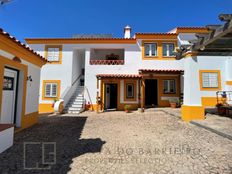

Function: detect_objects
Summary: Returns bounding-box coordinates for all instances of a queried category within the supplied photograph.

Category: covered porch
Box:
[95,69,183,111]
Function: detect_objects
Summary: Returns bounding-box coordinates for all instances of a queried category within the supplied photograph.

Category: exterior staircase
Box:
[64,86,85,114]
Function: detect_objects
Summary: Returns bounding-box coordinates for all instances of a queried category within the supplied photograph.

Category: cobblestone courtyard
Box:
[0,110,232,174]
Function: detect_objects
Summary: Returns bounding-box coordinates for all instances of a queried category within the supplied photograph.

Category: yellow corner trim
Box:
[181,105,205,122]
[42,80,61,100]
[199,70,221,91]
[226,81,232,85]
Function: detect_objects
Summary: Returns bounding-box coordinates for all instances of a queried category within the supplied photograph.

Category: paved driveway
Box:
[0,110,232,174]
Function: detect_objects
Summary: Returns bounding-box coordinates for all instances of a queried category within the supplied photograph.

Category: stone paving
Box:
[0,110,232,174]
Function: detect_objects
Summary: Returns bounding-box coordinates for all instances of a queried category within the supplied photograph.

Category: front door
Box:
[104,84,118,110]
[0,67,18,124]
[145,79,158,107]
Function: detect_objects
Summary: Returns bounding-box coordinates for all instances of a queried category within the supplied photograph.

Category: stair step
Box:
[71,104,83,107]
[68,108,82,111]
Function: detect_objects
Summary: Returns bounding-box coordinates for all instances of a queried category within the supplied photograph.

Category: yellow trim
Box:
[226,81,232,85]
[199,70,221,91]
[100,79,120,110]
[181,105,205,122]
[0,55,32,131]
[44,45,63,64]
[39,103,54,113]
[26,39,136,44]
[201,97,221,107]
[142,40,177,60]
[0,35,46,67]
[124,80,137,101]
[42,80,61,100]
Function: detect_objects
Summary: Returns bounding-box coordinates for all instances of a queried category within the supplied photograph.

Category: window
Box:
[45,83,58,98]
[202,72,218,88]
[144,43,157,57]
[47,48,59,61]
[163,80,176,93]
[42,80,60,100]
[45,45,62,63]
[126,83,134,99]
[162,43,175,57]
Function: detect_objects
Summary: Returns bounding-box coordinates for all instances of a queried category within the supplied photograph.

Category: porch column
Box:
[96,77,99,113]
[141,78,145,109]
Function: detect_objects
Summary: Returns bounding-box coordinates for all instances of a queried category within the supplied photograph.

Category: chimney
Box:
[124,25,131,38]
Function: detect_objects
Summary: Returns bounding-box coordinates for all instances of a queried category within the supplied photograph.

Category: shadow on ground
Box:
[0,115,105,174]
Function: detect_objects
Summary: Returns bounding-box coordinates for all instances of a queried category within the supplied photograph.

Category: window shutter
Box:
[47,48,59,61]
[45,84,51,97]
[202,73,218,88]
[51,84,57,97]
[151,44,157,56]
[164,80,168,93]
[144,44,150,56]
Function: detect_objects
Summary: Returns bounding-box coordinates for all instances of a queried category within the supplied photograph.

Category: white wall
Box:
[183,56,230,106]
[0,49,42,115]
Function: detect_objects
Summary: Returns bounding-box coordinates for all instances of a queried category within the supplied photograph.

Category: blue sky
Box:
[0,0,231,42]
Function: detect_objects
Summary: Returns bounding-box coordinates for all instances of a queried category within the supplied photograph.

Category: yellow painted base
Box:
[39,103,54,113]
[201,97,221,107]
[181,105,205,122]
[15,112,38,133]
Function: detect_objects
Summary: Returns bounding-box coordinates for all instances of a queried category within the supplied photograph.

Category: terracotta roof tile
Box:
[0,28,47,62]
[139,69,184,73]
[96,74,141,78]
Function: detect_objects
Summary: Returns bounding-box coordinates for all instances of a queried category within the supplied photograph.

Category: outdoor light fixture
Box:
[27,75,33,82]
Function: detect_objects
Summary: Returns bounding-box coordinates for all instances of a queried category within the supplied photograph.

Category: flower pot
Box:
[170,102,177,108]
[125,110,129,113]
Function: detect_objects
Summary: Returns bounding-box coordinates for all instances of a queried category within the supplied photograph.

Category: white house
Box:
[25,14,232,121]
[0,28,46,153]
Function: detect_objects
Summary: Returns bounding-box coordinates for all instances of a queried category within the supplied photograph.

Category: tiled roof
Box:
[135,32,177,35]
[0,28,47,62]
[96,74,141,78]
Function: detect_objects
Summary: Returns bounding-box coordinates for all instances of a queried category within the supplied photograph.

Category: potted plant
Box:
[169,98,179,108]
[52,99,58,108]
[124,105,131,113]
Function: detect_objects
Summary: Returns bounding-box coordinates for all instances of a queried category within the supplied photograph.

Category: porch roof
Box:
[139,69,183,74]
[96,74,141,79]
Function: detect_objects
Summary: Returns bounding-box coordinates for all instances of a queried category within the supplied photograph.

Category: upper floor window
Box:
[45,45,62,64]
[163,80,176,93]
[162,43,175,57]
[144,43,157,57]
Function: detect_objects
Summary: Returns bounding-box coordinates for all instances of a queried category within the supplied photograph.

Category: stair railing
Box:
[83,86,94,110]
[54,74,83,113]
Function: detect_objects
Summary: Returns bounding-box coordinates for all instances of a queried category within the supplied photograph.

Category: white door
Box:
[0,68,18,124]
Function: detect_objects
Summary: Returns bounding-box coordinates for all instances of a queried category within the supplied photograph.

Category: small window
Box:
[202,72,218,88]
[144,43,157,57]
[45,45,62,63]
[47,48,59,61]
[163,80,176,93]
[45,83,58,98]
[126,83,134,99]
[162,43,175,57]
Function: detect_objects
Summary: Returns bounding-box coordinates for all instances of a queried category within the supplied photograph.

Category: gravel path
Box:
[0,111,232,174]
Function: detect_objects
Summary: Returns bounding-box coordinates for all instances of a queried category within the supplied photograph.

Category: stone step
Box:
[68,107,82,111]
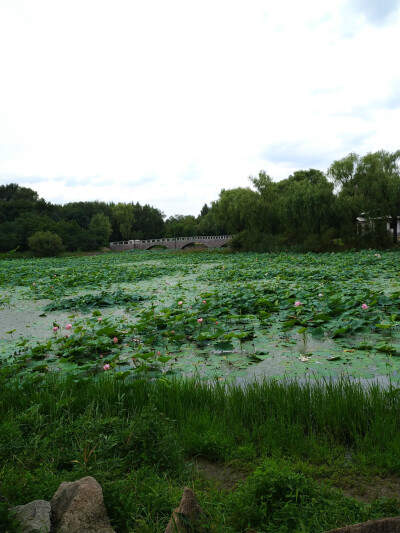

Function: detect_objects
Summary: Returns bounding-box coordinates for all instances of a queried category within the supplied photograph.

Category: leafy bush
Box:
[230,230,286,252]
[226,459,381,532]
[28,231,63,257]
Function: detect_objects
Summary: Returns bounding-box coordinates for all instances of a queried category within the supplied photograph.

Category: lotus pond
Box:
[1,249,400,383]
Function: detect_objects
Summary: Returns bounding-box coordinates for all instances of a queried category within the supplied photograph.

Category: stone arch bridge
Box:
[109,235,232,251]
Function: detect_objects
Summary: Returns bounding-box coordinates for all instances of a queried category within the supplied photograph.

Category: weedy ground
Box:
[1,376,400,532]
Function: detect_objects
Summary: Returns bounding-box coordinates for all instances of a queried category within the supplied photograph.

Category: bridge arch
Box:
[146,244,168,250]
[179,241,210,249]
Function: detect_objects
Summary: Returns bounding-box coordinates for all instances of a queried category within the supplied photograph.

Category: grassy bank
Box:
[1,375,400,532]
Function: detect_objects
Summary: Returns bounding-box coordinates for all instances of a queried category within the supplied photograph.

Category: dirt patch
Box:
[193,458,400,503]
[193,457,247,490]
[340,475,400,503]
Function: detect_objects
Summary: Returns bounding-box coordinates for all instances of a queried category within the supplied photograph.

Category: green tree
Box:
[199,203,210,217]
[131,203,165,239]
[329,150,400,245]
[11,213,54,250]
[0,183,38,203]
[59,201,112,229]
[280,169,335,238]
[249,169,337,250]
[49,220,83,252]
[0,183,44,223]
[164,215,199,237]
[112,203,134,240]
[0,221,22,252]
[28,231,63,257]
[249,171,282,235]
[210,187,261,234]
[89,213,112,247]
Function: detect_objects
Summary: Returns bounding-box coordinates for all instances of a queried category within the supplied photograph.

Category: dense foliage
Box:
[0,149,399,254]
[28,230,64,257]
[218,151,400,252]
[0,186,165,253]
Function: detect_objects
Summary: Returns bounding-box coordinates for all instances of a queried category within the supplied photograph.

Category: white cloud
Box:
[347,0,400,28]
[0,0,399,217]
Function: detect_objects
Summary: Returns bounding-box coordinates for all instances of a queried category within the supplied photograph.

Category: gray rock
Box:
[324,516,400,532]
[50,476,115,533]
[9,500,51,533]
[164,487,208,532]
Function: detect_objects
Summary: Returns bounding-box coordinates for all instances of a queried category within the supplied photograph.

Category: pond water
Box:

=====

▸ **What is being asked**: Counting every line that holds the string "yellow", give the total for the data above and nothing else.

▸ **Problem solution**: 3